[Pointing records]
═══

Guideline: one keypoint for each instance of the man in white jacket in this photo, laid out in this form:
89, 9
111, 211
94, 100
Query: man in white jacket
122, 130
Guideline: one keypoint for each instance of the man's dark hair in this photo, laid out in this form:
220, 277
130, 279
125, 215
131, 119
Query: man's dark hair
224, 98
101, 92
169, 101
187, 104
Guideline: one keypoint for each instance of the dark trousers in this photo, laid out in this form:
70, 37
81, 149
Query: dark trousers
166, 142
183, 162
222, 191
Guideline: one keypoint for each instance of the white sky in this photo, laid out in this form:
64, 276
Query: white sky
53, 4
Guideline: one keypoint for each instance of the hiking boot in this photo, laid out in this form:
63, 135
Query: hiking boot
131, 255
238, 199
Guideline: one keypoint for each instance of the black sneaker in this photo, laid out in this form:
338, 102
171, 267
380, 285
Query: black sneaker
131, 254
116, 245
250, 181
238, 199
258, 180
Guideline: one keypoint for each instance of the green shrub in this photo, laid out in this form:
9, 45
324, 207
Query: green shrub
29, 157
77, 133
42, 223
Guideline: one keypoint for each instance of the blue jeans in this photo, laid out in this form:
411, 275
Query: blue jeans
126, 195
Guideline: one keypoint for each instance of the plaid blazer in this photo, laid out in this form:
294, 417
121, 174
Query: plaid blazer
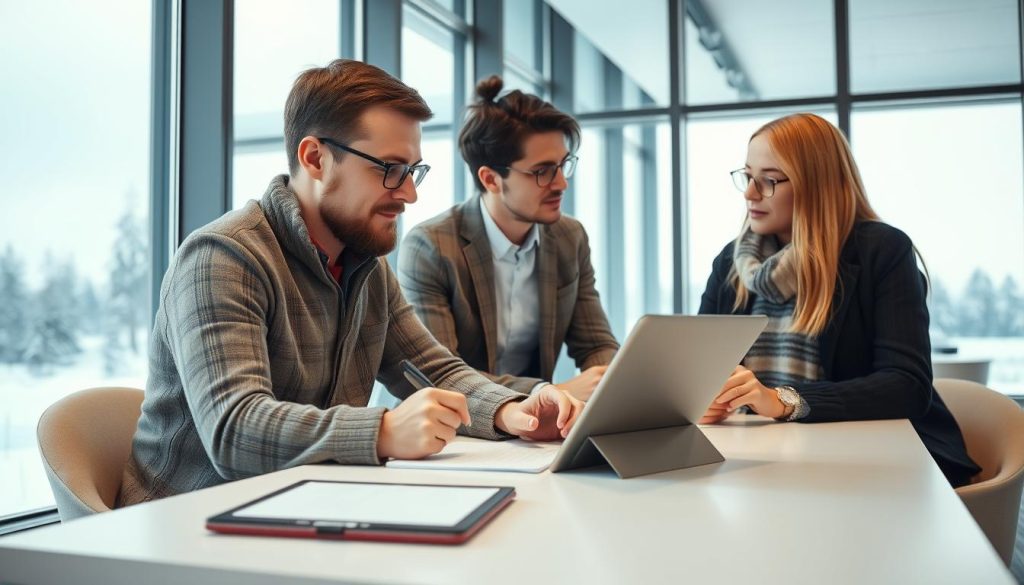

═══

Scale all of the items above by rewriting every line, requests included, with each answer coordinate multiplied by 1.25 and rounded to a whole number, halves rounded up. Leave the numbers in the requests and their format samples unchanged, and omit the pictures from your answer.

→ RESPONSE TO THIS EXERCISE
Guideline: one keypoint for each instance of the man in white jacket in this photo, laid out in this form:
89, 9
111, 211
94, 100
Query: man in white jacket
153, 163
Guideline: one keypoint for each instance of the man's dark hair in this photo, laid out in this form:
220, 277
130, 279
125, 215
131, 119
Query: man's dark hair
280, 123
126, 115
211, 126
234, 130
Guideline: one keypoint for each instance of the dark trousers in this photo, laid out in this form:
70, 37
81, 149
Query: dark trousers
208, 178
229, 203
278, 239
Guideline: one keypoint for each instance of the white sky in this photo, laid out in this form:
64, 276
Query: white sky
66, 5
Guideline: one keypoint for each instance of the hiking boot in this photo, laid out in this form:
63, 135
Query: hiking boot
164, 319
298, 249
Guideline: one keypoint for each instance of the black sneaker in this photo, laid out in this form:
338, 102
171, 267
380, 285
Query: black sneaker
164, 318
145, 306
313, 226
298, 249
323, 225
Guideline: one keypoint for each instance of the green shrub in this photo, laid out in this form:
9, 45
324, 207
Query: green shrub
36, 196
96, 166
53, 279
Guideline: one keypoint for each instance of the blue jeans in this photo, laid out in this form:
411, 275
Query: blue jeans
158, 244
Guideline: one keypoint for each instance of the plaid blazer in this photo, laid out in this form:
294, 417
121, 174
Query: plaid blazer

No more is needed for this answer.